* [Raw records]
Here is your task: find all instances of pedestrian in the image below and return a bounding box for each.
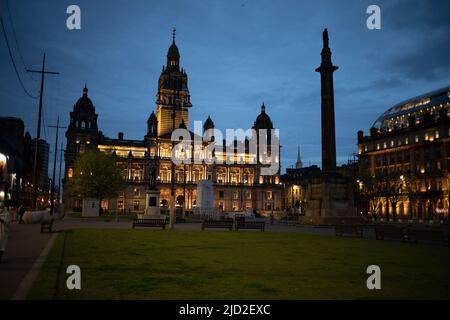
[0,202,11,263]
[17,204,25,224]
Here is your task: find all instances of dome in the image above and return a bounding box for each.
[178,119,187,129]
[372,86,450,130]
[253,102,273,129]
[73,85,95,113]
[203,116,214,131]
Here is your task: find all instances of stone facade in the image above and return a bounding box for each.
[65,33,283,215]
[358,87,450,219]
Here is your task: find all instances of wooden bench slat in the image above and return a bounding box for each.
[132,218,166,229]
[335,225,363,238]
[202,220,233,231]
[235,221,266,231]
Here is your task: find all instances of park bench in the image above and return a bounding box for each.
[132,219,166,229]
[41,218,53,233]
[235,221,266,231]
[335,224,363,238]
[375,225,407,240]
[408,228,450,246]
[202,219,233,231]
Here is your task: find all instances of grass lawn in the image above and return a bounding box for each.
[28,229,450,299]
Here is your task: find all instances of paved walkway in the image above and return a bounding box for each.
[0,222,51,300]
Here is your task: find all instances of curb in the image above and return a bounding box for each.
[11,233,56,300]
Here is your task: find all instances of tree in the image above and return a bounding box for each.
[68,150,124,203]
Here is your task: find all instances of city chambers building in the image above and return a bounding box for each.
[64,37,282,215]
[358,86,450,219]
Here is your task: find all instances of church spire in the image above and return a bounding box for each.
[295,146,303,169]
[166,28,180,71]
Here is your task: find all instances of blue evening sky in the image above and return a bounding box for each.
[0,0,450,175]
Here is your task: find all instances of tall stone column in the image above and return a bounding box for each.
[316,29,338,172]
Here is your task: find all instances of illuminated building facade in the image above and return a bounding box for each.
[65,34,282,215]
[358,86,450,219]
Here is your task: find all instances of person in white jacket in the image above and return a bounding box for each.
[0,202,11,263]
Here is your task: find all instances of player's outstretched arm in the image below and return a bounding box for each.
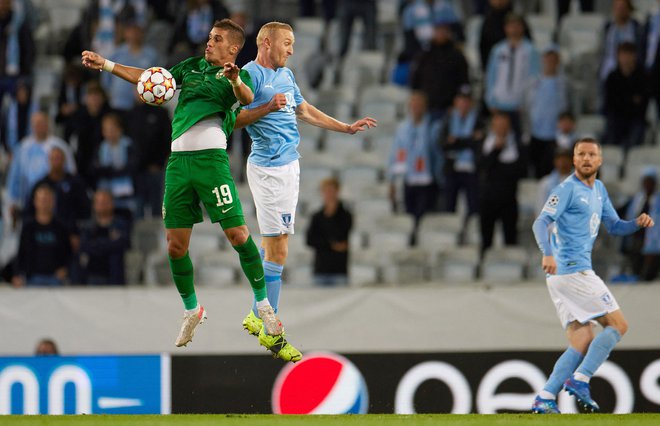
[635,213,655,228]
[296,102,378,135]
[82,50,144,84]
[222,62,254,105]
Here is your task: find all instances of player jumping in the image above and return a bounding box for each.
[82,19,283,346]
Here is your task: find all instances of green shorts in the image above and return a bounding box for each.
[163,149,245,229]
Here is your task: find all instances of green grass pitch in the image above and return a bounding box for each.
[0,414,660,426]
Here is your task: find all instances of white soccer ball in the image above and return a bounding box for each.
[137,67,176,106]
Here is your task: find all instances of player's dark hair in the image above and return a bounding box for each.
[102,112,124,132]
[319,176,341,190]
[573,136,603,152]
[616,41,637,54]
[557,111,575,121]
[213,18,245,51]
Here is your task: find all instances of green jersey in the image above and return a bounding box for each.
[170,56,254,140]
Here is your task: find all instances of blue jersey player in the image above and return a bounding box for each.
[236,22,376,362]
[532,138,654,414]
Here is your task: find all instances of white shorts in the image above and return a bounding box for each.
[247,160,300,237]
[546,270,619,328]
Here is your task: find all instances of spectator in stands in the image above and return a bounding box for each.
[337,0,378,58]
[126,91,171,217]
[479,112,526,255]
[525,45,568,179]
[485,13,540,137]
[643,3,660,116]
[604,42,648,151]
[72,82,110,187]
[334,0,378,84]
[62,2,99,64]
[55,64,85,141]
[387,91,442,245]
[307,178,353,286]
[598,0,643,83]
[34,339,60,356]
[534,148,573,214]
[622,166,660,281]
[410,21,469,120]
[479,0,513,71]
[168,0,229,62]
[79,189,130,285]
[25,147,90,233]
[86,0,147,58]
[440,85,485,221]
[7,112,76,226]
[92,112,138,214]
[0,0,35,106]
[12,185,71,287]
[0,80,38,154]
[101,20,158,113]
[555,111,577,151]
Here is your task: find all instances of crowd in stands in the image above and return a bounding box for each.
[0,0,660,287]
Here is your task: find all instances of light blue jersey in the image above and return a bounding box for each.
[533,174,639,275]
[243,61,305,167]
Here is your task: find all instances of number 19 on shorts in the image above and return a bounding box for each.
[211,185,234,207]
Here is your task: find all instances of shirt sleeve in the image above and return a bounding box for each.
[289,70,305,105]
[241,67,261,109]
[169,58,192,88]
[600,185,639,235]
[532,183,573,256]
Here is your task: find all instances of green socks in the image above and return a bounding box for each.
[235,235,266,301]
[170,253,197,310]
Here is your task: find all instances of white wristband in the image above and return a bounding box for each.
[101,59,115,72]
[229,75,243,87]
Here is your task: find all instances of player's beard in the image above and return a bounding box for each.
[577,166,598,180]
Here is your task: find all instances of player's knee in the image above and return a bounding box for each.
[225,225,250,246]
[167,238,187,259]
[613,319,628,336]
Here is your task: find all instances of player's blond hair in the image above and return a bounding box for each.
[573,136,603,154]
[257,21,293,46]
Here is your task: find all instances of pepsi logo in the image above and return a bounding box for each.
[272,352,369,414]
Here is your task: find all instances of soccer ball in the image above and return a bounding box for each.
[137,67,176,106]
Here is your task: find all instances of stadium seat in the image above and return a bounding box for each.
[131,218,167,257]
[383,248,429,285]
[559,13,605,58]
[575,114,605,139]
[417,213,464,253]
[124,250,145,285]
[465,15,484,77]
[525,14,557,51]
[481,246,528,284]
[194,250,238,287]
[431,245,479,284]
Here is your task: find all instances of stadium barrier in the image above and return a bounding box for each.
[0,350,660,414]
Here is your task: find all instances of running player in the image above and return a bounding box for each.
[236,22,376,361]
[532,138,654,414]
[82,19,282,346]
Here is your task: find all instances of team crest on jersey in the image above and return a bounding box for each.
[543,194,559,214]
[589,213,600,237]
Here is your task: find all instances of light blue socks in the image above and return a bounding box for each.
[543,346,584,399]
[576,327,621,378]
[252,260,284,315]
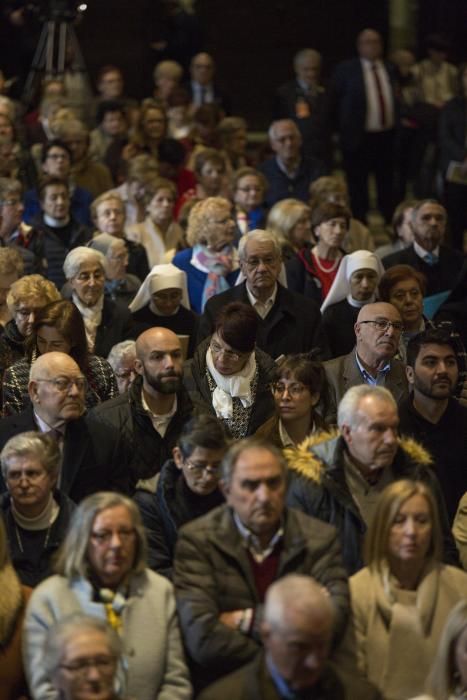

* [The problem]
Rewrite the records from the line with "Here is your task: find all instances of player's beard" through the line with "[0,350,660,414]", changing "soccer ball" to "match ball" and leaving everything else the same.

* [Correct output]
Here is your task: find all instances of player's beard in the image above and return a bounding box for each.
[577,166,598,180]
Here is your task: find all instances of player's knee in the image above and return a bounding box for each.
[225,225,250,246]
[167,238,187,259]
[613,319,628,336]
Here is your task: find all instances of player's blond hair in the image above and return a bounding box for each.
[573,136,603,154]
[257,21,293,46]
Here is your task: find all instances of pepsi logo in the image above and return a bounding box for each.
[272,352,369,414]
Here is your task: find all instances of match ball in the image above and return a bounding box for each.
[137,67,176,106]
Here is your task: find all instances of stadium seat in the image above and return a bounding box for each.
[131,218,167,257]
[383,248,429,285]
[559,13,605,58]
[575,114,605,139]
[417,213,464,253]
[124,250,145,285]
[465,15,484,77]
[525,14,557,51]
[481,246,528,284]
[194,250,238,287]
[431,245,479,284]
Here is your task: find all instances of stadium barrier in the image above and return a bounding box for each.
[0,350,660,414]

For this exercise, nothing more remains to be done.